**REQUIREMENT:** Transcribe each line below verbatim; pictures excluded.

[Stored entries]
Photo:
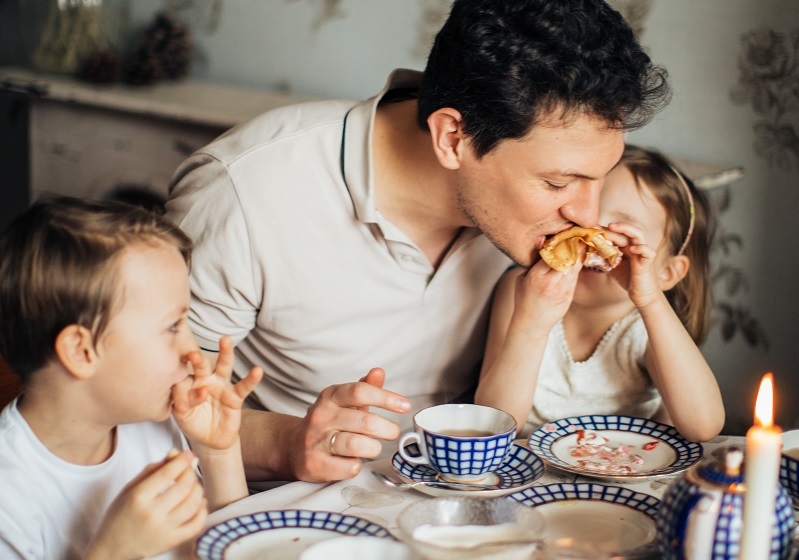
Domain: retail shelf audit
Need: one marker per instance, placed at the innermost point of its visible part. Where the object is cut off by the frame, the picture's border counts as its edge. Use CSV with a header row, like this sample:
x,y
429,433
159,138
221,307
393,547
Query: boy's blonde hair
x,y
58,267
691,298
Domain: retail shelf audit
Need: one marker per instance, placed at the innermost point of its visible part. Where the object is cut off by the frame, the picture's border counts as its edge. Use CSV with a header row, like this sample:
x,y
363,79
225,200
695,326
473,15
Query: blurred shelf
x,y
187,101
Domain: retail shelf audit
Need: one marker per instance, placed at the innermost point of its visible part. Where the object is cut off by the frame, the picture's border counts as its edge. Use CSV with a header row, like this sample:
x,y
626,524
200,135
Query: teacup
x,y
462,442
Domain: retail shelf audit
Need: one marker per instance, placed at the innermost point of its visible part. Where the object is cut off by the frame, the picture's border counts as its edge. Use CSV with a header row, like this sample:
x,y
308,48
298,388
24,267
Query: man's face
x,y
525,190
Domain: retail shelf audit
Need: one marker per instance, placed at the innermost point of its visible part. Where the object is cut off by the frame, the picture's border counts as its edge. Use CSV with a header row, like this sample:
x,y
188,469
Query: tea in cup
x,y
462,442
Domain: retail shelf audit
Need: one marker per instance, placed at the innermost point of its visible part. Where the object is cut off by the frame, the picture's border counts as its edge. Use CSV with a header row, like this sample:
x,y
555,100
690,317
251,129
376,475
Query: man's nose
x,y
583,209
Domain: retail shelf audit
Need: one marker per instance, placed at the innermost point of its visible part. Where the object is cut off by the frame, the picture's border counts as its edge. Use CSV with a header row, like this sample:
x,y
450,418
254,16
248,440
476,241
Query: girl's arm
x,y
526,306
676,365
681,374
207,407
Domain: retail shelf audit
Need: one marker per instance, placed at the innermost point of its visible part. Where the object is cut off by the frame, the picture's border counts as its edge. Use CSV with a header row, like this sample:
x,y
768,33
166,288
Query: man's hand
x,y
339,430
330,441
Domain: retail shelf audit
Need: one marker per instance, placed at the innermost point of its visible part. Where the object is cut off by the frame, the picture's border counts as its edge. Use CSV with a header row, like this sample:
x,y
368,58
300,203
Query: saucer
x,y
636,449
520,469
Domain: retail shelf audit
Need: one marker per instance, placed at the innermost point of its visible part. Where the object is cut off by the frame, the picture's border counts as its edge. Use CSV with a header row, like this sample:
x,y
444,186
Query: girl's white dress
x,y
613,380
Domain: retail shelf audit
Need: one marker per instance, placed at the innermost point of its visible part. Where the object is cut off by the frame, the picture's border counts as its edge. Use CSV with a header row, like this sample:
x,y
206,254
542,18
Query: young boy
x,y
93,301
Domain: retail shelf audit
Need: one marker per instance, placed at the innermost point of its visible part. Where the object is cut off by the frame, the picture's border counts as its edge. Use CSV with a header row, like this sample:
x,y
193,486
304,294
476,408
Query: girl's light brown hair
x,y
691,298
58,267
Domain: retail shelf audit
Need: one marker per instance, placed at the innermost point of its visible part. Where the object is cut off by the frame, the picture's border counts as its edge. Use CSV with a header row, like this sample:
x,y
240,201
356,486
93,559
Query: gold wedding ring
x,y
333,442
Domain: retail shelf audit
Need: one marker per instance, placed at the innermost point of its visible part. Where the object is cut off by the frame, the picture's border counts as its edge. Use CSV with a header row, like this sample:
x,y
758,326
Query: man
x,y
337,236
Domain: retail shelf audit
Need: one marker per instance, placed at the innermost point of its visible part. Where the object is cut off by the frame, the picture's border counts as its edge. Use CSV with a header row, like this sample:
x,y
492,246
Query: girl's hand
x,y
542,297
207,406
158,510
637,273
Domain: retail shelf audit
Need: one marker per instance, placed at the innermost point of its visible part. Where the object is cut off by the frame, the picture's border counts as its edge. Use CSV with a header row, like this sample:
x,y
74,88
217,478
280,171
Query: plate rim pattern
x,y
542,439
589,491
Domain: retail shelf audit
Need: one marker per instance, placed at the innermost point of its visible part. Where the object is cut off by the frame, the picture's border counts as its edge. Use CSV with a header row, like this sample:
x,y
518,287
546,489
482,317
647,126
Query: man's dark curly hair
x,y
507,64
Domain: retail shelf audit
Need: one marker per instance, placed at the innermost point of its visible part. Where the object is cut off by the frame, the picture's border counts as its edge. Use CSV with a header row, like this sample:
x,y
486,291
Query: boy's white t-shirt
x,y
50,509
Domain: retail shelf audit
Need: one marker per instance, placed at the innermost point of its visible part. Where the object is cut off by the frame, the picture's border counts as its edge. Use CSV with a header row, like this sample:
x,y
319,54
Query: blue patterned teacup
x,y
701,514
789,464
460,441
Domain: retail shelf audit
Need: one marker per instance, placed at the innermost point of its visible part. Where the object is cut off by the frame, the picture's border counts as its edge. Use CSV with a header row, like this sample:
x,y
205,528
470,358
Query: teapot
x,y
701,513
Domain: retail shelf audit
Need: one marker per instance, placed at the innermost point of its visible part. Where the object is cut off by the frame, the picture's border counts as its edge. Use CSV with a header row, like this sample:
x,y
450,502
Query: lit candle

**ANSWER BOX:**
Photo:
Domain: retail shelf audit
Need: one marker per instance, placed at the innermost point of its visible part. Where the object is cut off by the frame, the picture's border counts as its edge. Use CSV with a header row, like this sample:
x,y
429,433
159,138
221,307
393,547
Query: boy's blonde hair
x,y
58,267
691,298
Domain: retail shelf audit
Need: one marker per instance, placed at the innermost point of its visible part. Where the object is cut off by the frame, the picture's border counts as its edge. Use CSV with a header row, like this sample:
x,y
363,79
225,200
695,326
473,15
Query: blurred shelf
x,y
187,101
Domain: retail shelf audit
Need: one marker per instance, placed at the innermost point of its visible part. Where the object is cut off by the frame, the picture's border counts as its edge. Use CSV with a header row, like this sample:
x,y
626,524
200,135
Query: teacup
x,y
462,442
Domain: retail shelf audit
Need: one marker per instance, placed at the innermost point of its visible part. Where the object is cut off by the frame, the picture's border counts as its edge. Use CSV with a header row, like this sample:
x,y
308,48
298,388
24,267
Query: man's face
x,y
525,190
Domain: retail shelf audit
Need: one marker per instance, placed at the innermost point of its visible part. Where the object is cut off by the frame, the picture's border counts as its edge. Use CSV with a header row, like this sample:
x,y
188,469
Query: tea in cup
x,y
462,442
Domain: retail shelf audit
Need: one marker per instance, placed at the innermost point of its visible part. Where the object is cut off by the frame, the picture's border counts as its edge. Use CSV with a header row, like this sample:
x,y
555,100
690,317
251,129
376,475
Query: man's nose
x,y
583,209
Domain: retail shelf audit
Need: one marker per instance, placed at the innermost point of its visible part. Where the object is cut off by the frame, the picture's border counts as its edge. Use CSV with a header row, like this sample:
x,y
450,418
254,16
248,440
476,241
Query: girl's arm
x,y
526,306
676,365
681,374
207,407
Domain: retail shelf audit
Need: one marker per instance, placed at the innermost point of its visible part. Where the object is cut off by the frame, the picture's border counts as its edge. Use CSV with a header row, like this sample:
x,y
768,33
166,288
Query: man's hand
x,y
339,430
330,441
Domain: retail shelf audit
Need: one marker per instance, placed at the innermost point of its visible part. Where the object is cut off by the frame, the picture's border counts as its edge. Use CSV with a header row, like this sample:
x,y
368,58
300,203
Query: saucer
x,y
636,449
520,469
Domain: retail shelf audit
Need: one marker per instance, placed at the innermost point of its visible part. Where the object is cut off by the frame, the picture's border counts as its edge. Use CSV with a header row, like this sample:
x,y
444,186
Query: girl's white dress
x,y
613,380
Domain: retail shelf audit
Need: one marker per instance, placed at the innermost point of its visible part. Where the object is cut off by the frame, the picture's border counts as its edge. Use CSV with a header row, like this sample:
x,y
206,254
542,18
Query: young boy
x,y
93,301
Domain: retail shelf audit
Need: one marker per instance, placed at the innermost point of its visible part. Where the object is cut off by the frame, the picture's border counts as its edge. Use CSV with a header row, like this sample:
x,y
193,486
304,294
476,408
Query: girl's light brown hair
x,y
691,298
58,267
Domain: retail shelf audit
Need: one marker per instance, placed at the innermost point of its visible part. Where the object is cut off by the frame, the picture's border counts as its edge. Use CSV with a header row, like this sample:
x,y
240,201
356,486
93,559
Query: gold wedding ring
x,y
333,442
Domain: retail shelf audit
Need: one marker per instance, placed at the innermost point of its visible part. Where the object is cut off by the frame, the picture's border counts as its edge. Use CSV with a header row, like this sample:
x,y
758,326
Query: man
x,y
337,236
Domain: retail shelf audit
Need: one marker per instance, placed at the innermost point of its visible part. Where the object is cut off by the frame, the picture's border counts as its edge. Use CSV with a header row, like this sample:
x,y
492,246
Query: girl's hand
x,y
542,297
207,406
158,510
637,273
Domain: retail shelf audit
Need: one marker per instance, placed at the innermost point of its visible part. Where the object is cut off by the frame, the picture's border counts as its edge. Use CSV with a header row, like this sample:
x,y
74,88
217,478
280,171
Query: plate rim pattern
x,y
542,439
589,491
Domain: retail shelf audit
Need: one marker per instance, placed at the innermost point of its visible part. Where the object is cut off by the frame, the picture's border counts as its edge. Use CSV with a header row, like this sample:
x,y
518,287
546,489
482,317
647,126
Query: man's dark curly hair
x,y
507,64
Domain: retail shelf audit
Need: one marker per instance, placed at the innermost point of its visible part. Where the object is cut off by the frame, the picture's border counts as its edge. Use CSV with a header row, like this sample:
x,y
486,291
Query: boy's white t-shirt
x,y
50,509
Domain: retail shelf audit
Need: one marker per instance, placed at the innermost point of its visible part. Where the object is cut off by the frame, the picture's border counts as its edge. Use CSV with a header row, like this sample:
x,y
319,54
Query: blue patterned teacup
x,y
701,514
789,464
460,441
Domain: retail shelf audit
Need: one marker per instance, placed at the innermost point of its visible part. Where the object is cut off by the frame, the picture's border counts as its edge. Use CSV with a header row, like this sample:
x,y
205,528
470,358
Query: teapot
x,y
701,513
Domain: retail shelf audit
Need: one marker per instance, placed at the innermost point of its visible part. Where the object is cut off by the frame, the picture's border counts as its edge. Use CSV with a header row, like this sample:
x,y
450,502
Query: lit candle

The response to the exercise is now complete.